PROVIDED INFORMATION>
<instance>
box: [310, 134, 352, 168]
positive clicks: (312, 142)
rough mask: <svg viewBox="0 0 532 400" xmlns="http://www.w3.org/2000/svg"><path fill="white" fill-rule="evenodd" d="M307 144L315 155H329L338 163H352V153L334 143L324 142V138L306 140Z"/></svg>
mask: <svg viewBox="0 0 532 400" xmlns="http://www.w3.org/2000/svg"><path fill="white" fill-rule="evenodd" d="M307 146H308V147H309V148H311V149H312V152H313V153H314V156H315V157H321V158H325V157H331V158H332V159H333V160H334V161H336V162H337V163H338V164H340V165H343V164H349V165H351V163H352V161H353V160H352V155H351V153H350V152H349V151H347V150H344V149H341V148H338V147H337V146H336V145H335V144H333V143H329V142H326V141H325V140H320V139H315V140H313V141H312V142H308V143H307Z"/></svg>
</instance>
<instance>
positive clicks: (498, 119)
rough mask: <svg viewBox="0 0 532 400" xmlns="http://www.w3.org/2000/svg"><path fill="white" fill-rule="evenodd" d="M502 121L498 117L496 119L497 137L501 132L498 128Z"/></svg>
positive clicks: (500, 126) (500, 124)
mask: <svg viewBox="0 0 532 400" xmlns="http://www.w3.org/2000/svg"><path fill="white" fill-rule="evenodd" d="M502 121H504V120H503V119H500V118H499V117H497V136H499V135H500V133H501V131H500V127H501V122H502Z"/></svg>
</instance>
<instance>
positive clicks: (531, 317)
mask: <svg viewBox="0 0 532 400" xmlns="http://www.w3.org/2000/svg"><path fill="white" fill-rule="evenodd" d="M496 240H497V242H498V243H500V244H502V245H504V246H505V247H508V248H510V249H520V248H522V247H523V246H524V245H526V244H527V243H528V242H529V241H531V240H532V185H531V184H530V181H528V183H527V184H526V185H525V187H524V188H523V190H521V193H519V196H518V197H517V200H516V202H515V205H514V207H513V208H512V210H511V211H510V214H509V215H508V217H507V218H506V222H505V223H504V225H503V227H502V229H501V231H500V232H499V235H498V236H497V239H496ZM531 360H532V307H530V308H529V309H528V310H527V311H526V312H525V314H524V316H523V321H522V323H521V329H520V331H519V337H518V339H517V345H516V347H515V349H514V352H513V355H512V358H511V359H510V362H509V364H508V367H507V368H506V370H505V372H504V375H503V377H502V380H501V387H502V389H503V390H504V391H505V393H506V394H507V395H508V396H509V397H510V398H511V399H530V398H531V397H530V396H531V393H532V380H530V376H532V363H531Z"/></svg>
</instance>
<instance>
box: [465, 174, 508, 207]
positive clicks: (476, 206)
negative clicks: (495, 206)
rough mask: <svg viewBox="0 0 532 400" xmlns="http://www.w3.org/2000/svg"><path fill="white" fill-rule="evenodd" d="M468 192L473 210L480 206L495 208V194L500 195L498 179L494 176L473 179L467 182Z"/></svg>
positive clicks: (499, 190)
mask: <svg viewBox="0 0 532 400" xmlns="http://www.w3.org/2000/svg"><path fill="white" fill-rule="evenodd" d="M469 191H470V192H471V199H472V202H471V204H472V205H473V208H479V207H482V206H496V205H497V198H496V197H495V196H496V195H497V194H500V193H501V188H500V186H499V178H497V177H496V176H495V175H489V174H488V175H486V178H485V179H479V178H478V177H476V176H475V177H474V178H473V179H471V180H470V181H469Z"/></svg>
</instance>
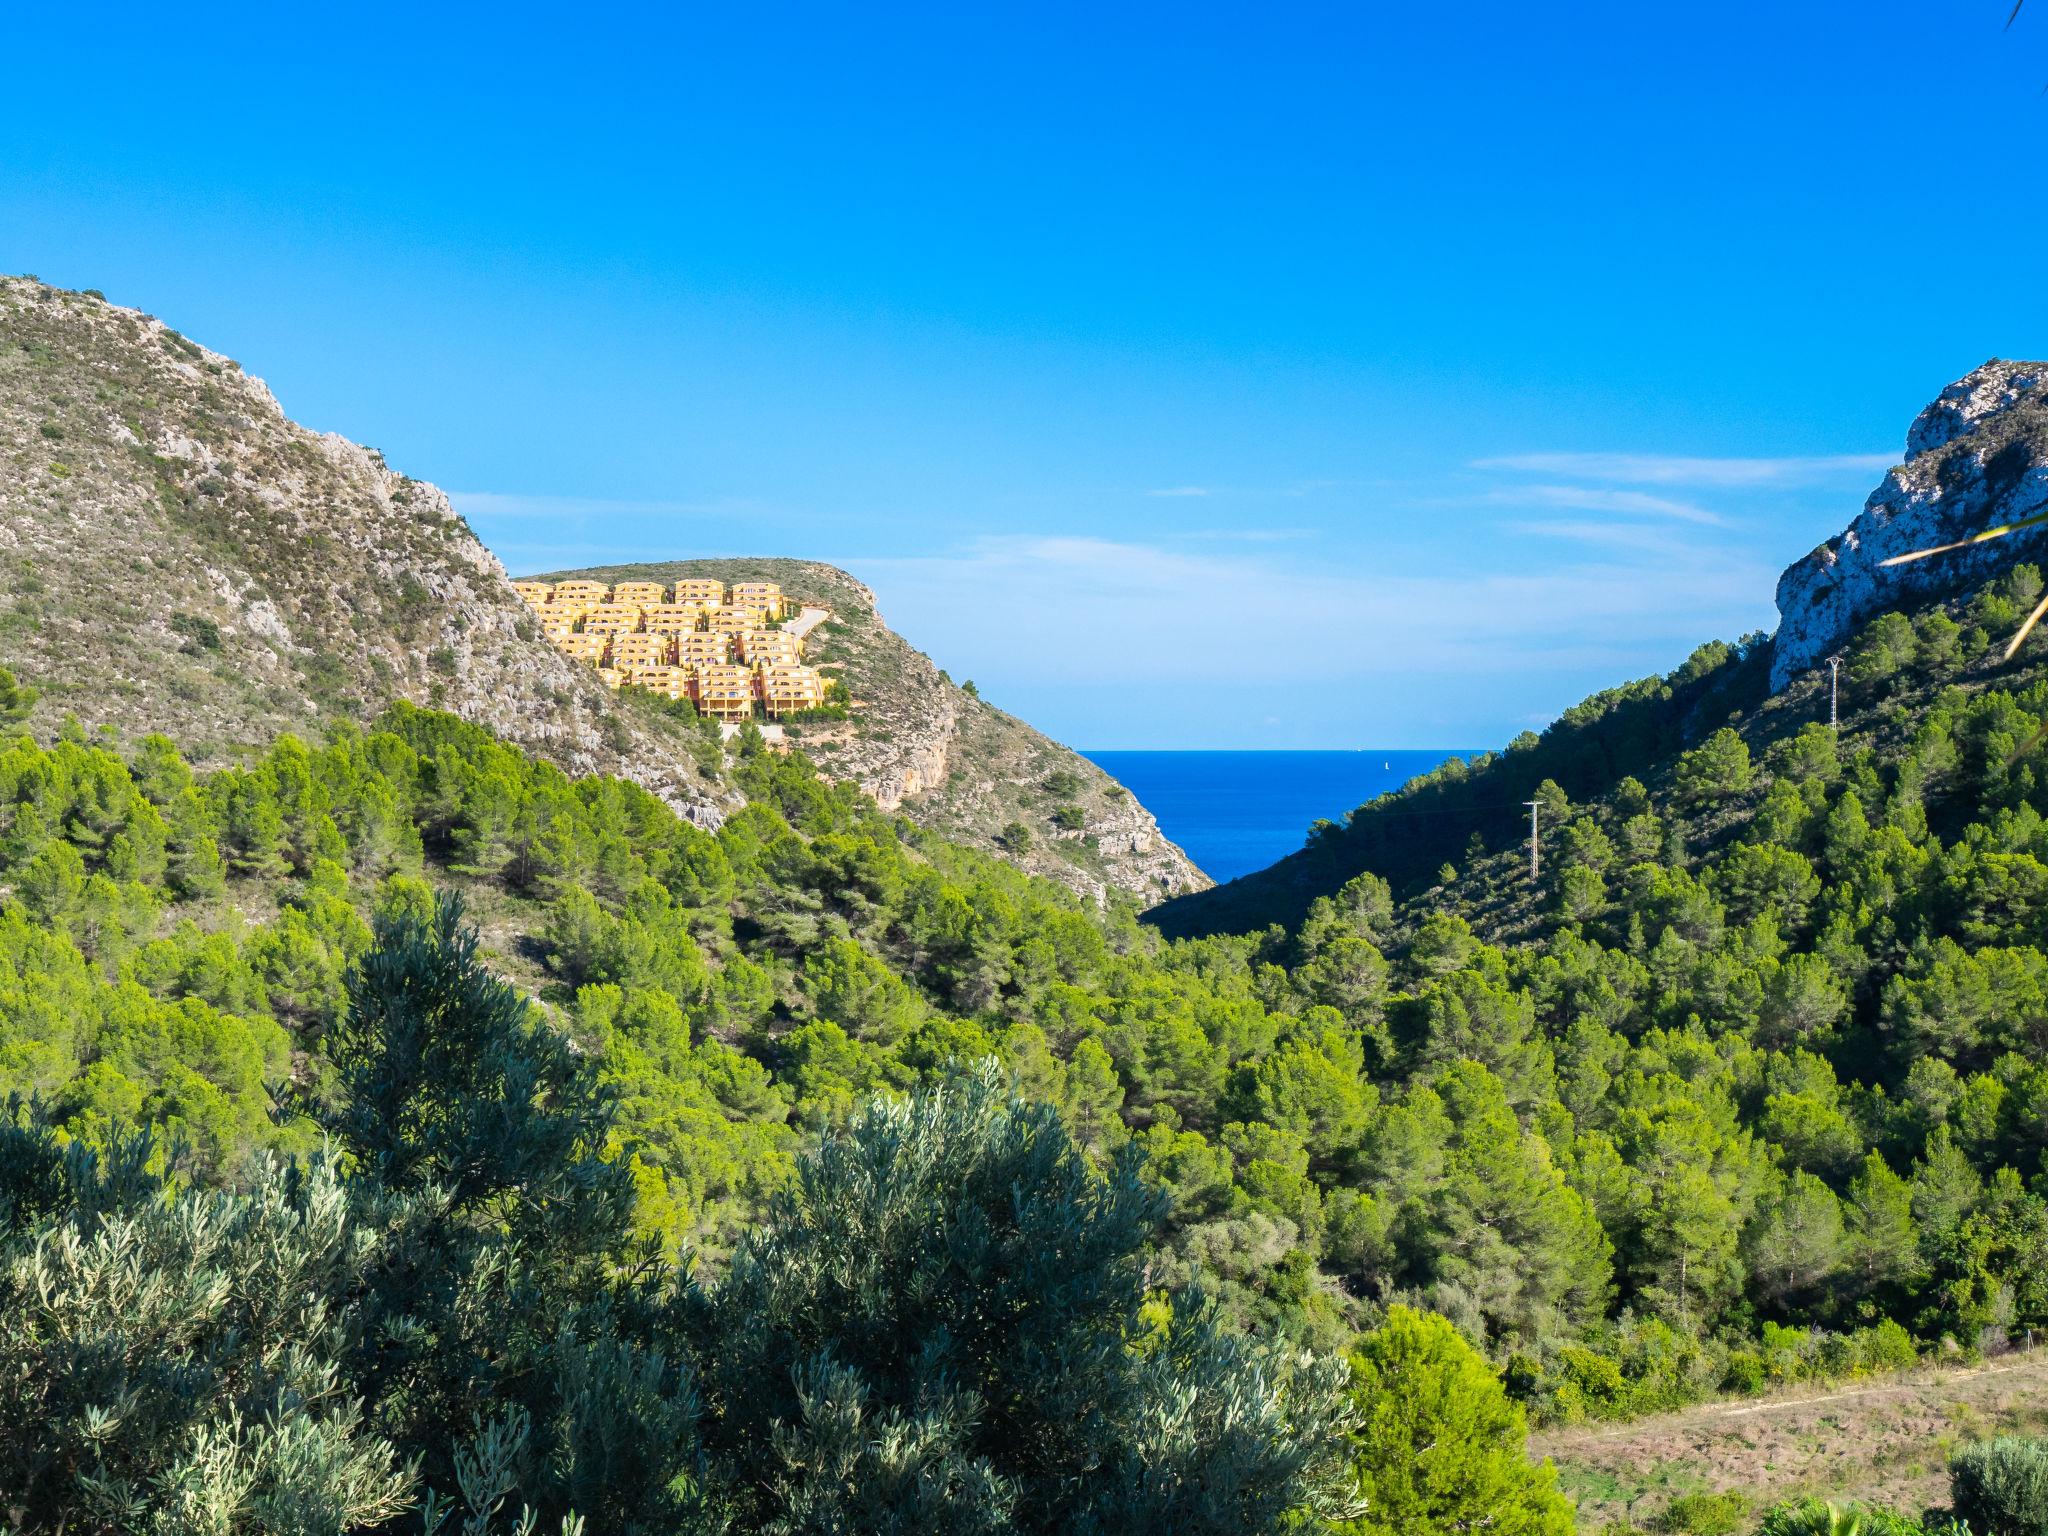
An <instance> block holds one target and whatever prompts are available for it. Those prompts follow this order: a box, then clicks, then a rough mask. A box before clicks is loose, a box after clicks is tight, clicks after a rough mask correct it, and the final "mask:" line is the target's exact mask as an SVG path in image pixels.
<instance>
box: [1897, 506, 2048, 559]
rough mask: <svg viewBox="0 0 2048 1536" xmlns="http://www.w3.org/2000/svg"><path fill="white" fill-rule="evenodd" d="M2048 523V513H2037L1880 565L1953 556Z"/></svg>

ACTION ITEM> Copy each line above exactly, with no images.

WRITTEN RESPONSE>
<instance>
box: [310, 134, 352, 168]
positive clicks: (312, 142)
rough mask: <svg viewBox="0 0 532 400" xmlns="http://www.w3.org/2000/svg"><path fill="white" fill-rule="evenodd" d="M307 144L315 155H329L338 163H352V153L334 143L324 142V138L306 140Z"/></svg>
mask: <svg viewBox="0 0 532 400" xmlns="http://www.w3.org/2000/svg"><path fill="white" fill-rule="evenodd" d="M307 146H308V147H309V148H311V149H312V152H313V153H314V156H315V157H321V158H325V157H331V158H332V159H333V160H334V161H336V162H337V163H338V164H340V165H343V164H349V165H351V163H352V161H353V160H352V155H351V153H350V152H349V151H347V150H344V149H341V148H338V147H337V146H336V145H335V144H333V143H329V142H326V141H325V140H320V139H315V140H313V141H312V142H308V143H307Z"/></svg>
</instance>
<instance>
positive clicks: (498, 119)
rough mask: <svg viewBox="0 0 532 400" xmlns="http://www.w3.org/2000/svg"><path fill="white" fill-rule="evenodd" d="M502 121L498 117L496 119L497 137L501 132L498 128Z"/></svg>
positive clicks: (500, 126) (500, 124)
mask: <svg viewBox="0 0 532 400" xmlns="http://www.w3.org/2000/svg"><path fill="white" fill-rule="evenodd" d="M502 121H504V120H503V119H500V118H499V117H497V136H499V135H500V133H501V131H500V127H501V122H502Z"/></svg>
</instance>
<instance>
positive clicks: (531, 317)
mask: <svg viewBox="0 0 532 400" xmlns="http://www.w3.org/2000/svg"><path fill="white" fill-rule="evenodd" d="M496 240H497V242H498V243H500V244H502V245H504V246H505V247H508V248H510V249H520V248H522V247H523V246H524V245H526V244H527V243H528V242H529V241H531V240H532V185H531V184H530V181H528V183H527V184H526V185H525V187H524V188H523V190H521V193H519V196H518V197H517V200H516V202H515V205H514V207H513V208H512V210H511V211H510V214H509V215H508V217H507V218H506V222H505V223H504V225H503V227H502V229H501V231H500V232H499V235H498V236H497V239H496ZM531 360H532V307H530V308H529V309H528V310H527V311H526V312H525V314H524V316H523V321H522V323H521V329H520V331H519V337H518V339H517V345H516V347H515V349H514V352H513V355H512V358H511V359H510V362H509V364H508V367H507V368H506V370H505V372H504V375H503V377H502V380H501V387H502V389H503V390H504V391H505V393H506V394H507V395H508V396H509V397H510V398H511V399H530V398H531V397H530V396H531V393H532V380H530V376H532V363H531Z"/></svg>
</instance>
<instance>
box: [465, 174, 508, 207]
positive clicks: (476, 206)
negative clicks: (495, 206)
rough mask: <svg viewBox="0 0 532 400" xmlns="http://www.w3.org/2000/svg"><path fill="white" fill-rule="evenodd" d="M468 192L473 210L480 206L495 208V194L500 195L498 179L494 176L473 179L467 182Z"/></svg>
positive clicks: (499, 190)
mask: <svg viewBox="0 0 532 400" xmlns="http://www.w3.org/2000/svg"><path fill="white" fill-rule="evenodd" d="M469 191H470V192H471V199H472V202H471V204H472V205H473V208H479V207H482V206H496V205H497V198H496V197H495V196H496V195H497V194H500V193H501V188H500V186H499V178H497V177H496V176H495V175H489V174H488V175H486V178H485V179H479V178H478V177H476V176H475V177H474V178H473V179H471V180H470V181H469Z"/></svg>
</instance>
An <instance> block holds one target and whatever prompts are available for it. Those prompts follow this order: a box, then clicks, then a rough mask. A box before clicks is loose, a box after clicks is tight, clicks after a rough mask correct it, and the final "mask:" line is the target's exact mask as an SVG path in image pixels.
<instance>
box: [1897, 506, 2048, 559]
rough mask: <svg viewBox="0 0 2048 1536" xmlns="http://www.w3.org/2000/svg"><path fill="white" fill-rule="evenodd" d="M2048 523V513H2037L1880 565L1953 556Z"/></svg>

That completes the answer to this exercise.